# [YOUR OBJECTIVE]
Copy out every line of the entries that contains the word "paver", matching case exactly.

# [DATASET ENTRIES]
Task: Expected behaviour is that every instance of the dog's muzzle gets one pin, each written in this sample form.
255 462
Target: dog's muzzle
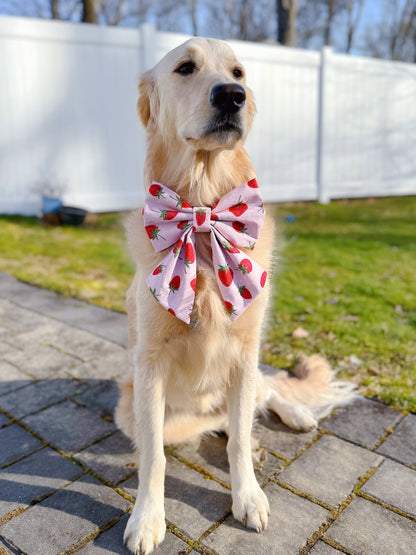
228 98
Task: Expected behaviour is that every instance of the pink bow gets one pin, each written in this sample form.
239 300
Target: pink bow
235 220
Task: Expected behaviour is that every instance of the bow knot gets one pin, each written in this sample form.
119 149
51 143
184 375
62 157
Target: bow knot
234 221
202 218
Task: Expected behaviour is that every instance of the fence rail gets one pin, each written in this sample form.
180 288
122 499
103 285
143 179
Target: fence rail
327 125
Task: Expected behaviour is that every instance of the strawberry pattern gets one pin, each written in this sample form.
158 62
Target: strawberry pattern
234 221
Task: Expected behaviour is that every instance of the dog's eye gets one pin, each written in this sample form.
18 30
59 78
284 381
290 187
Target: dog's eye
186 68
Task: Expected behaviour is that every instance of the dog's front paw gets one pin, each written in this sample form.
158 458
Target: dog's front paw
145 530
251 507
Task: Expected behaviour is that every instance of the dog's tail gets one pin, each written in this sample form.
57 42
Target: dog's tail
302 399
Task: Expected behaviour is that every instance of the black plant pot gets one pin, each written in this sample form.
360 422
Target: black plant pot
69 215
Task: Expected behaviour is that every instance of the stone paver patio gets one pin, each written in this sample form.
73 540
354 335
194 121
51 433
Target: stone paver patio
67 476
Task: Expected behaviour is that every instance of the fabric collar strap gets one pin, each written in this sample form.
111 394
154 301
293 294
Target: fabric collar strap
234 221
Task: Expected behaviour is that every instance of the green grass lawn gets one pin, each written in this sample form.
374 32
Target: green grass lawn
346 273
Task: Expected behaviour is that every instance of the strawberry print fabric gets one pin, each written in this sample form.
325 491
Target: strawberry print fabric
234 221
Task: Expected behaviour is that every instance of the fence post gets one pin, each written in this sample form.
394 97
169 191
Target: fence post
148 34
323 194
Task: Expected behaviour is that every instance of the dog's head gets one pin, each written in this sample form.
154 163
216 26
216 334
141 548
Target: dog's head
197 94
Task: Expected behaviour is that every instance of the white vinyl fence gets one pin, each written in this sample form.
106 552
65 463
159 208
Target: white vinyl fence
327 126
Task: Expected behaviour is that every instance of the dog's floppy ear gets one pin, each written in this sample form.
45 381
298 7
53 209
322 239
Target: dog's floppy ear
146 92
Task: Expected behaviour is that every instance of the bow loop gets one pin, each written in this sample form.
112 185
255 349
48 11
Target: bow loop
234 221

==

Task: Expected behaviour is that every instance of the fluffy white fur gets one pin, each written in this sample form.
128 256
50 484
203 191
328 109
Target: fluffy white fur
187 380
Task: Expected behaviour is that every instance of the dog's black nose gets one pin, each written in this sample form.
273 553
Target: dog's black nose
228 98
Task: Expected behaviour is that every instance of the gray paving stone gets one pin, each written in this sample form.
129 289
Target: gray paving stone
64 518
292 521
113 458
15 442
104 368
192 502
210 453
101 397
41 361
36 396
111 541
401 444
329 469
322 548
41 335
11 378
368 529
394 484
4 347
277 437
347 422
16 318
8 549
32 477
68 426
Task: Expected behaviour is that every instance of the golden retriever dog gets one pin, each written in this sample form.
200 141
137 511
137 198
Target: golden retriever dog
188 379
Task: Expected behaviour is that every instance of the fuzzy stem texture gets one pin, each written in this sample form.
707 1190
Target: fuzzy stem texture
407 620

# [FINAL RESULT]
Task: Expected behaviour is that every instance of the stone paver patio gets one pin, each written in this sample form.
Target: stone paver patio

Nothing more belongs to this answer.